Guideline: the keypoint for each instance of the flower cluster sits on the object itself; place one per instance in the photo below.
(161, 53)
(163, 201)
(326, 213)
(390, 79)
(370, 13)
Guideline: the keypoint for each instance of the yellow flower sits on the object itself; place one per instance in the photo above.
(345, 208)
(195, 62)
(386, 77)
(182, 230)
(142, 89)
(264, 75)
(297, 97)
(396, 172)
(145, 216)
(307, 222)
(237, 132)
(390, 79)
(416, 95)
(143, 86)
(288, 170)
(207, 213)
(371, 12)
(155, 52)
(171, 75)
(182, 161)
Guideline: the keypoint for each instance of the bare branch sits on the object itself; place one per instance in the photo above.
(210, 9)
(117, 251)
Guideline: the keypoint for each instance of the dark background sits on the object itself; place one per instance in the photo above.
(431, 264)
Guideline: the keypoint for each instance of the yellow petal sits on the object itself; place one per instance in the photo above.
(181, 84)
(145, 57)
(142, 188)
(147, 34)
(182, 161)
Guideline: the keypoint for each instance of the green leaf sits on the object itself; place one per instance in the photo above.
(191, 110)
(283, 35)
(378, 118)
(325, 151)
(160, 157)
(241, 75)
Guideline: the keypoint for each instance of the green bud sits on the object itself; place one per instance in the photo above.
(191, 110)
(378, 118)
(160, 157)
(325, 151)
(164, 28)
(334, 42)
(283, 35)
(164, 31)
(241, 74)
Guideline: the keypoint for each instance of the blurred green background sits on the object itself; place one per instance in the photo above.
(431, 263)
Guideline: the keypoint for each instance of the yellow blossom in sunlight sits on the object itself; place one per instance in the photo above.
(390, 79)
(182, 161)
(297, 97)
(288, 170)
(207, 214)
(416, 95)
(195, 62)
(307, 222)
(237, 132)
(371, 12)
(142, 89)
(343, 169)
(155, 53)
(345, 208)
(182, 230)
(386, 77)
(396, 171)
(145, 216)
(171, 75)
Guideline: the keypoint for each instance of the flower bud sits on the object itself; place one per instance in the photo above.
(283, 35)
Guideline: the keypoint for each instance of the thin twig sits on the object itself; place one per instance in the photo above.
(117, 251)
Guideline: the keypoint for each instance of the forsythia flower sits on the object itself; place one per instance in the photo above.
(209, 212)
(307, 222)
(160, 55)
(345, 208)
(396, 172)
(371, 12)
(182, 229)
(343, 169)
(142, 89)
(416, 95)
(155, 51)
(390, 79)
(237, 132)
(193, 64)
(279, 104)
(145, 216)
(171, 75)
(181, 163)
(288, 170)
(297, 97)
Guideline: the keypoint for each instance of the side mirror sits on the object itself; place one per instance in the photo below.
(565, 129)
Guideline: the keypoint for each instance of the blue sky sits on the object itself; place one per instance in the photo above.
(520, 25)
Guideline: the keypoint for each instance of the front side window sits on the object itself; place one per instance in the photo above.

-*-*-

■ TASK REQUIREMENTS: Type out the entries again, word for word.

■ OUTPUT OF THE EXERCISE:
Guideline: the keypoint for each instance of the flower cluster sits on the object itself; place one per instance in the photo below.
(161, 53)
(163, 201)
(326, 213)
(390, 79)
(370, 13)
Guideline: the keypoint for each instance of the yellow flower sits on the object itself; place one per instance in the photo above.
(345, 208)
(195, 62)
(386, 77)
(182, 230)
(142, 89)
(264, 75)
(297, 97)
(396, 172)
(145, 216)
(307, 222)
(237, 132)
(390, 79)
(416, 95)
(143, 86)
(288, 170)
(207, 213)
(371, 12)
(155, 52)
(171, 75)
(182, 161)
Guideline: the keypoint for each instance of the bare branch sits on the object itself; place one per instance in the photo above.
(210, 9)
(117, 251)
Guideline: the keypoint for each instance of the dark background sits on the object itself; place one per instance in the photo above.
(431, 264)
Guideline: the keypoint for each instance of the yellow petal sits on the object itself; place one per instance in the photo above.
(181, 84)
(145, 57)
(142, 188)
(147, 34)
(182, 161)
Guideline: the keypoint for each instance of the green leaf sits on the object itself; place one per instance in the photo above.
(191, 110)
(283, 35)
(378, 118)
(325, 151)
(160, 157)
(241, 75)
Guideline: the keypoint for each instance of the green bud sits on the object itself; place one per instance in the photo above.
(191, 110)
(378, 118)
(160, 157)
(325, 151)
(164, 28)
(334, 42)
(283, 35)
(164, 31)
(241, 74)
Guideline: the keypoint for each instance of the blurred green background sits on the object itself; place one per instance in the photo above.
(431, 263)
Guideline: the keypoint for each instance of the yellow blossom in sunlight sits on the object itself; place one per instance in the photo above.
(390, 79)
(182, 161)
(297, 97)
(288, 170)
(207, 214)
(416, 95)
(195, 62)
(307, 222)
(237, 132)
(371, 12)
(142, 89)
(343, 169)
(155, 53)
(345, 208)
(182, 230)
(386, 77)
(396, 171)
(145, 216)
(171, 75)
Guideline: the keypoint for each instance of the flower bud sits on the object itself; place one per instance in the photo above.
(283, 35)
Guideline: the keypoint for each instance of the thin twig sits on the object itself; place one per instance in the photo above.
(117, 251)
Guideline: the keypoint for each instance of the forsythia flower sits on the object itself; place one per instance in the photo above.
(209, 212)
(307, 222)
(160, 55)
(345, 208)
(396, 172)
(371, 12)
(182, 229)
(343, 169)
(142, 89)
(416, 95)
(155, 51)
(390, 79)
(237, 132)
(193, 64)
(279, 104)
(145, 216)
(171, 75)
(181, 163)
(288, 170)
(297, 97)
Guideline: the keypoint for each instance of the side mirror sits on the object itself; place one per instance in the photo below.
(565, 129)
Guideline: the keypoint for each instance of the blue sky sits on the object itself; place one per instance in the photo above.
(520, 25)
Guideline: the keypoint for each instance of the front side window sits on the object itself; place one per instance in the photo above.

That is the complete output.